TASK TO CARRY OUT: Return each of the entries below precisely as it appears.

[Stored data entries]
◆ ◆ ◆ ◆

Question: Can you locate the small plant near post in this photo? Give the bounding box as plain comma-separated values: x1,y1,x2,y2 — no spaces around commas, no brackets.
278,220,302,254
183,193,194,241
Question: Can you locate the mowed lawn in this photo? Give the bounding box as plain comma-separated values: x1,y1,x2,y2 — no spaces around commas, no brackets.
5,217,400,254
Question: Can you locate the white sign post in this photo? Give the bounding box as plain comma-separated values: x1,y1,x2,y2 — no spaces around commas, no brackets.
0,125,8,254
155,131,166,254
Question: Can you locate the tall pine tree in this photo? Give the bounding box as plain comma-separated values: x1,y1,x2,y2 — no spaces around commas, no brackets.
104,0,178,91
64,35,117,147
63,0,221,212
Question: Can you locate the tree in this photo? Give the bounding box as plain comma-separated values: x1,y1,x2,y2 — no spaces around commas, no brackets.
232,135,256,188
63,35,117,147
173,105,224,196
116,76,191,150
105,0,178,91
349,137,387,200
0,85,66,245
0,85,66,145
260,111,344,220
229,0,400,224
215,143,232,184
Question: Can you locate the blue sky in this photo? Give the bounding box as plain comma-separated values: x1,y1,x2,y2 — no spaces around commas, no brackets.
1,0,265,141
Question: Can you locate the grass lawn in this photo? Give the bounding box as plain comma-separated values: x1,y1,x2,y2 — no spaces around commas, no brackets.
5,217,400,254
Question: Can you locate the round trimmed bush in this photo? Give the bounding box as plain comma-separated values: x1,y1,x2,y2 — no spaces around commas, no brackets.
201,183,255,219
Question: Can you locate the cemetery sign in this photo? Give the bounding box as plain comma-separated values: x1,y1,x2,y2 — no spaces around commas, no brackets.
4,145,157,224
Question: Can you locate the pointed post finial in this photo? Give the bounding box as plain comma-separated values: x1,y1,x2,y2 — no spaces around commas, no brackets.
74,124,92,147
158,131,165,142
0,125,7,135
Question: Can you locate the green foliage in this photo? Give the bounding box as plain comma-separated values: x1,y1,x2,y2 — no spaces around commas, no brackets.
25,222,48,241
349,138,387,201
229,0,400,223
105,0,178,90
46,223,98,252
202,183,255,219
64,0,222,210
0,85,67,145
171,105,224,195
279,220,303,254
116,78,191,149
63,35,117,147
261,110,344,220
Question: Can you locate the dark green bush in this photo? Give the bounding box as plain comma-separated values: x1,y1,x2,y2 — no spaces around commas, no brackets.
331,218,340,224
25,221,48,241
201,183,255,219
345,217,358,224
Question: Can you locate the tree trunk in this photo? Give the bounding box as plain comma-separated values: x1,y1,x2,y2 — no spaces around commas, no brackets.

◆ ◆ ◆ ◆

SOLUTION TO THIS TASK:
Question: Can you locate the small plant near post in this photo? Give the bounding box as plain comma-separated values: x1,y1,x2,y2 — no spaces around commas, no brackets.
278,220,302,254
183,193,194,241
Question: Can you locate the mowed lawn in this photo? Give the bounding box as plain comma-separated values: x1,y1,x2,y2 — no spaces around commas, no brackets.
5,217,400,254
Question: Can you locate the white sign post in this photo? Give the bounding box as plain comma-separated values: x1,y1,x2,y2 — no spaces around commas, no brackets.
0,125,8,254
155,131,166,254
Question: Can you locate the tall pine tree in this photo? Give the bounding box as plain comma-separated values: x1,y1,x2,y2 — no spaces around commas, no brackets.
104,0,178,91
64,35,117,147
63,0,221,212
Question: Can you locate the tree in this photo? Give the bounding box as plain comma-separated values: x1,y1,x2,y2 — no spaces around commas, no brackets.
232,135,256,188
63,35,117,147
173,105,224,196
116,76,191,150
105,0,178,91
349,137,387,200
0,85,66,245
0,85,66,145
260,111,344,220
229,0,400,224
215,143,232,184
Question: Can you locate the blue sky in this photo? Give the bounding box as plain comma-separated values: x1,y1,x2,y2 — no spaces around commas, no brackets.
1,0,265,141
Question: Can you locate the grass lawn in this photo? Give the bounding box as plain comma-separated values: x1,y1,x2,y2 — no spaces around commas, no brackets.
5,217,400,254
Question: Can you locate the round trimmed bush in this photo? Give the bounding box as plain comma-separated values: x1,y1,x2,y2 — no spaces around commas, no brackets.
201,183,255,219
Question: Can you locate the cemetery sign in this photo? Give the bounding box as plain comma-separated values: x1,y1,x2,y2 — no spaces around commas, no brackets.
4,145,157,224
Question: Can you locate the pointed post finial in this photo? Give the bounding box as plain comma-separated values: x1,y1,x2,y2 — no spaces around commas, no brackets.
74,124,92,147
158,131,165,142
0,125,7,135
Question: Can you locate the green foliage in this photo? Give the bounding box as plain comma-separated values: x1,y1,x2,y2 — no spaces around commas, no brackets.
25,222,48,241
349,138,387,201
229,0,400,223
105,0,178,90
46,223,98,252
202,183,255,219
64,0,222,210
0,85,67,145
171,105,224,195
279,220,303,254
116,78,191,149
63,35,117,147
261,110,344,220
Question: Can you locate the dark green bush in this photo? Give the bounding box as plain comma-separated values: x1,y1,x2,y2 — no spaces around commas, no brackets.
331,218,340,224
25,221,48,241
201,183,255,219
345,217,358,224
Question: Can you locate the tree trunk in this photo? Give the bounding box as plain comma-separated values: x1,y1,x2,y2 — no spaces around commas, no brackets.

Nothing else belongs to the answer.